The average order value stands at ₹1,300–1,400, with 70% of revenue derived from slotted deliveries. Cash-on-delivery continues to dominate as the preferred payment method within the sector.
For investors keen on entering the expansive e-grocery market, BigBasket’s IPO offers several enticing advantages:
Established Brand Reputation: Unlike many emerging e-commerce ventures that expend considerable resources on customer acquisition, BigBasket has built a loyal customer base over the years.
Pathway to Profitability: Despite many quick-commerce competitors facing profitability challenges, BigBasket is implementing a more structured approach to grocery delivery, suggesting potential for financial stability.
Support from Tata: When weighing options, investors may prefer a Tata-backed IPO over an unknown startup offering “10-minute grocery delivery.”

_____

Brief: Write the next part of the passage on BigBasket's IPO, beginning after its final sentence. The lines after this sentence have nothing to do with the passage on BigBasket's IPO.

Dataset section:
_____

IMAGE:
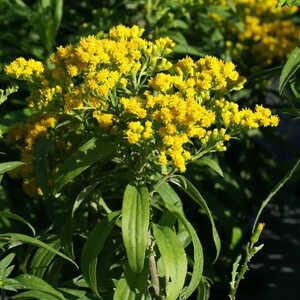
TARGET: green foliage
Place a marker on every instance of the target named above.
(134, 237)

_____

Response below:
However, several critical factors will determine the IPO’s success:
Maintaining Competitive Edge: Can BigBasket uphold its advantages against rivals like Blinkit and Zepto, who are gaining market share with swift delivery services?
Preserving Customer Loyalty: Indian consumers are often attracted to discounts. If a competitor provides better deals or faster service, will customers switch their preferences?
Balancing Profitability and Growth: The challenge lies in scaling the business without incurring losses—achieving this balance will be crucial for ongoing success.